• **Dataset entries**:
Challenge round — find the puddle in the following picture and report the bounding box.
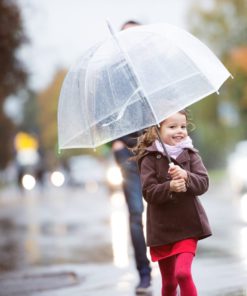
[0,271,81,295]
[0,218,23,272]
[197,245,235,259]
[0,215,113,272]
[215,288,247,295]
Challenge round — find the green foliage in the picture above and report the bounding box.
[187,0,247,169]
[20,90,40,133]
[187,0,247,54]
[37,69,66,167]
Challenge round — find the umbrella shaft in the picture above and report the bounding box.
[154,126,172,164]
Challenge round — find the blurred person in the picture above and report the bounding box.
[35,148,46,191]
[111,20,152,295]
[134,110,212,296]
[17,165,25,192]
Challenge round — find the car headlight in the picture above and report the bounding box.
[231,159,247,180]
[22,174,36,190]
[50,171,65,187]
[106,166,123,186]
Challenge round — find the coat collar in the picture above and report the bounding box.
[144,141,198,163]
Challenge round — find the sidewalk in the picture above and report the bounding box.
[0,257,247,296]
[0,182,247,295]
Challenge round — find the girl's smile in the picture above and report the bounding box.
[160,113,188,146]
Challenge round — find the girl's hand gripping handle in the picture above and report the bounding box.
[168,163,187,193]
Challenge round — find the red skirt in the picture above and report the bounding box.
[150,238,198,262]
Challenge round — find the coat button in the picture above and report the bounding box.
[156,154,161,159]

• **Exercise description**: The data above are to be repeated word for word, with any pictures left out.

• **Solution to this exercise**:
Challenge round — find the puddle in the following picture and report the bounding box.
[0,271,81,295]
[0,218,23,272]
[197,245,235,259]
[0,215,113,272]
[215,288,247,295]
Challenge round — find the green foliage in the picture above and report the bounding box.
[187,0,247,169]
[20,90,40,133]
[187,0,247,54]
[37,69,66,167]
Challenge round — find the umbrella shaft in the picture above and report the bounding box.
[154,126,172,164]
Challenge round — find the blurred person in the picture above and report the bounding box.
[35,148,46,191]
[111,20,152,295]
[134,110,212,296]
[17,165,25,192]
Challenge round — find the car headlight in the picture above and report the bounding box.
[231,159,247,180]
[22,174,36,190]
[50,171,65,187]
[106,166,123,186]
Challenge round — find the coat collar in the picture above and report the bounding box.
[144,141,198,163]
Challenge round — find the sidewalk in the picture above and report the bounding box.
[0,257,247,296]
[0,182,247,295]
Challenge round — find the girl's smile in the picture above and report the bounding box.
[160,113,188,146]
Challenge round — find the girl's hand gripping handle in the picture above and report the bounding box.
[168,163,187,193]
Challenge round — find the red skirt in the picture above and report the bounding box.
[150,238,198,262]
Challenge round — find the coat button in the picture above and report the bounding box.
[156,154,161,159]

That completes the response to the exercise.